Records shown:
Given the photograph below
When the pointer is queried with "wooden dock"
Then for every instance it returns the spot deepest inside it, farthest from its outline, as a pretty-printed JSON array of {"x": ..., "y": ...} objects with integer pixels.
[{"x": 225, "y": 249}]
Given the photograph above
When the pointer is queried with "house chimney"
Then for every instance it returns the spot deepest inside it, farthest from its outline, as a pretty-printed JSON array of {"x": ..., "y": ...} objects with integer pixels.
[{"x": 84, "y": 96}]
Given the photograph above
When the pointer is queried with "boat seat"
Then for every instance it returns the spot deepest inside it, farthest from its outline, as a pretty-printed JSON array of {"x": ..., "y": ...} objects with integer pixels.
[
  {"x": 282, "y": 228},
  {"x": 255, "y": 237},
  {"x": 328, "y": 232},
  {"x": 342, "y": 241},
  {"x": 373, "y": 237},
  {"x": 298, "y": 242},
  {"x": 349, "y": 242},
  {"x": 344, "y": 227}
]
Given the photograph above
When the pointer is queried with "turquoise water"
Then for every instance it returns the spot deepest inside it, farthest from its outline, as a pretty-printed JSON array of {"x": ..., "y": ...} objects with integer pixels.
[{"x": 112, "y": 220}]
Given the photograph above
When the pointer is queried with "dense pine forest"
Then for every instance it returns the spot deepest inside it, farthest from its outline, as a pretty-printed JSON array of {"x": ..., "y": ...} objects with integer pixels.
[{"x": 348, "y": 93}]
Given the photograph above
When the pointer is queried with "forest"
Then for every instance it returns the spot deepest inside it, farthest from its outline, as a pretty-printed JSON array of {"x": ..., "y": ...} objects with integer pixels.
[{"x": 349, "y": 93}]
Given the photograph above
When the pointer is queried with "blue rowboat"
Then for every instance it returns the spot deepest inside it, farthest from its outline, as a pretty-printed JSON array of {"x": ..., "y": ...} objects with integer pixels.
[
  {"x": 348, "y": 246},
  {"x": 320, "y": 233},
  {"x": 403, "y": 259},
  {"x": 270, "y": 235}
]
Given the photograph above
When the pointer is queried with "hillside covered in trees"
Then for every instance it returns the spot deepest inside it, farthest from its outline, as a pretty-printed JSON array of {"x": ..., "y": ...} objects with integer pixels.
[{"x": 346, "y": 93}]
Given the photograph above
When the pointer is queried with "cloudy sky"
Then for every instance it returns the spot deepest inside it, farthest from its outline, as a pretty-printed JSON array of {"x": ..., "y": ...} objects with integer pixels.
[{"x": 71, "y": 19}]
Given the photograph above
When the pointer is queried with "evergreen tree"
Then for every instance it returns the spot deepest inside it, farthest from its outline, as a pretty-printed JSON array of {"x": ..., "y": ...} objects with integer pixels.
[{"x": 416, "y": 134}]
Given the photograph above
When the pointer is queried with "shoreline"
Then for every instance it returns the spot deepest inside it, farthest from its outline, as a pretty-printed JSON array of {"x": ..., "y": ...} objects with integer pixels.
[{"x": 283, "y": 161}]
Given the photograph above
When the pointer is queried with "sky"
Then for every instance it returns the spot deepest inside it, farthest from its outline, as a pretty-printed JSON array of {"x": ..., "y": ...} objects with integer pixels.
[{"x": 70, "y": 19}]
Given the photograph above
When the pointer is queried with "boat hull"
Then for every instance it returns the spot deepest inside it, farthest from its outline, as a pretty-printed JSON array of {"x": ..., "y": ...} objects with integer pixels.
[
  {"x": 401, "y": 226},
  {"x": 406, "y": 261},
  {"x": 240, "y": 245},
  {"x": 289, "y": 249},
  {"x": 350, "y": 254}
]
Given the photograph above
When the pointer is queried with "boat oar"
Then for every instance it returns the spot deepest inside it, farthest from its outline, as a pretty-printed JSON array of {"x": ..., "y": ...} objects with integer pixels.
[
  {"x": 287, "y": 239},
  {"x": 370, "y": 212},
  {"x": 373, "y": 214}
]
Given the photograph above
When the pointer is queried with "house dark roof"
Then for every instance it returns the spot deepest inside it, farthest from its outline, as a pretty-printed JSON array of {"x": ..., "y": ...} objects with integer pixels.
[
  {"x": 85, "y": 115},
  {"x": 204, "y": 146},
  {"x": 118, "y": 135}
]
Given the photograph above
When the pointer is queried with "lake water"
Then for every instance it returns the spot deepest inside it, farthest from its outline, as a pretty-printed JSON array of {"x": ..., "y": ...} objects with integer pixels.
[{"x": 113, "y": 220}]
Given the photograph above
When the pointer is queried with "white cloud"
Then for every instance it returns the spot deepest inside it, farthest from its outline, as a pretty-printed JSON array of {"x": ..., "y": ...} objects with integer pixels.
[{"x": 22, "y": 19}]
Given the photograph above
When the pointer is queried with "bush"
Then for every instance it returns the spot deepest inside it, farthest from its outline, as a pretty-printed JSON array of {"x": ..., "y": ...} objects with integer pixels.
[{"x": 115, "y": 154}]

What you have to do: Which lines in the listing above contain the word "water"? Pick out each one and copy it in full, treating uppercase and lowercase as different.

Reply to the task:
When the pointer is queried with "turquoise water"
When the pointer is queried with "lake water"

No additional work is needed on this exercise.